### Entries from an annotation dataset

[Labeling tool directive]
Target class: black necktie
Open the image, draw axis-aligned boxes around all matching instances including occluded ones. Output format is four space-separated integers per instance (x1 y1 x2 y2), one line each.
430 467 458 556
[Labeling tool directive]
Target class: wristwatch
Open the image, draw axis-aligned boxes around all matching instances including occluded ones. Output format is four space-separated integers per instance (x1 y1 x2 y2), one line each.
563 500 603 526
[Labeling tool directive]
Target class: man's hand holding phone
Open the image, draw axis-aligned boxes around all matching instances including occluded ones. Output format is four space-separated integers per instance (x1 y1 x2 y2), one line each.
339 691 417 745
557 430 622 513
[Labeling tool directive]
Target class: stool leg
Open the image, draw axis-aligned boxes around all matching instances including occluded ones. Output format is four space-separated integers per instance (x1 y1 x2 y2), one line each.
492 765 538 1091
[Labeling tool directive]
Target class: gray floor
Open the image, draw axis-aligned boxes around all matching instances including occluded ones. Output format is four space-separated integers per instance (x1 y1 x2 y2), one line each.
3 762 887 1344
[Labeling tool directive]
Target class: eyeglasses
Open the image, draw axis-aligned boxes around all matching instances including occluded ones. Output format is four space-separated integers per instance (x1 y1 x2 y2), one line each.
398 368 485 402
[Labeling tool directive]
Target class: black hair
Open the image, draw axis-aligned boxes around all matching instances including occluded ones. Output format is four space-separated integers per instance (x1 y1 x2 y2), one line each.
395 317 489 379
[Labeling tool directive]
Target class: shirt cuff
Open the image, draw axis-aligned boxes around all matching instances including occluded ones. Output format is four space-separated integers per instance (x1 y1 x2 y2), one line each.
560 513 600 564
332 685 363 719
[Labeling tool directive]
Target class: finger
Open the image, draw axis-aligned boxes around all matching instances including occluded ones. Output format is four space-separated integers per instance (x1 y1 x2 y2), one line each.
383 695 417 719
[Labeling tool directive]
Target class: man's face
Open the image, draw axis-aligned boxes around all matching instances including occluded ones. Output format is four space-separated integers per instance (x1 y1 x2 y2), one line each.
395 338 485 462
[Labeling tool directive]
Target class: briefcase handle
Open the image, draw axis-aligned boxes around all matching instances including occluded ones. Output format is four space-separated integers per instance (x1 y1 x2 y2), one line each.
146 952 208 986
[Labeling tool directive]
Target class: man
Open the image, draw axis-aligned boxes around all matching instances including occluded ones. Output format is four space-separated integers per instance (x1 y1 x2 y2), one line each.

### PROMPT
Rewrite every entry above, replacing "Target class" with "Object category" and leaving everything else unchanged.

### EXERCISE SOLUTION
[Labeling tool directive]
Object category: black necktie
Open the image, draw axis-aligned boxes around all matching instances including occluded ones. Output format is four space-separated integers per instance (x1 y1 x2 y2), one line each.
430 467 458 556
[Labeling tool directive]
Object category: wristwatch
Open the image, draw axis-aligned boxes around all matching instances including occluded ones. Output format is four space-separated integers per instance (x1 y1 x2 y2), one line each.
563 500 603 526
[Labeling tool directive]
Object category: man's hand holding phone
Open the image, draw axis-aligned boxes around all matching instances including occluded ones. Output format is four space-separated integers per instance (x1 y1 x2 y2), one line each.
339 691 417 745
557 430 622 513
[Labeling tool directive]
Object category: stool leg
Open the image, draw axis-aligned boxes around all matching instances including occluded ones. Output format is four space-separated integers per instance (x1 y1 x2 y2), one line each.
492 765 538 1091
[Labeling tool directive]
Object category: gray floor
Open the image, draw axis-aligned boxes around all matching instances including occluded ones. Output format is four space-separated integers per instance (x1 y1 x2 y2), one line each.
3 762 887 1344
[Labeling tool directive]
Object category: eyeglasses
Open the image, draw axis-aligned boxes around all matching instances including occluded ones. Output format is four space-separated integers per instance (x1 y1 x2 y2), one line each.
398 368 485 402
[Labeling tool directive]
Object category: black hair
Open the image, draw axis-aligned boxes around all matching instances including occluded ones. Output format is four space-separated integers per instance (x1 y1 x2 y2), one line each.
395 317 489 379
[Labeling tool directive]
Object category: shirt cuff
Open the image, draw axis-aligned boxes around all matching instances including occluded ones. Output format is four space-separated integers per instance (x1 y1 x2 y2), one line each.
560 513 600 564
332 685 363 719
[Labeling tool directive]
Object category: finger
Open the image, draw axis-aligned boxes around all matching instances including occluded ones. Output format is four space-separated integers per instance (x1 y1 x2 y2), one line each.
383 695 417 719
[Labeling tool directive]
Object category: man's face
Open the image, draw axis-aligned boxes around all matching instances including occluded ones. Output format is four space-separated integers per instance (x1 y1 x2 y2), one line each.
395 338 485 462
[Labeling tool directive]
Object category: briefcase handle
Open the image, draw axis-aligned boxes around all matching instances including occluded ones. Output format is four space-separated integers per instance (x1 y1 x2 y2), one line each.
146 952 208 986
[Labeling tool directive]
Object category: man
Open the image, draw axis-aligned boxes around all matching instances including occluded ones. Output format is four space-separated integers per instance (x1 y1 x2 y2), one line each.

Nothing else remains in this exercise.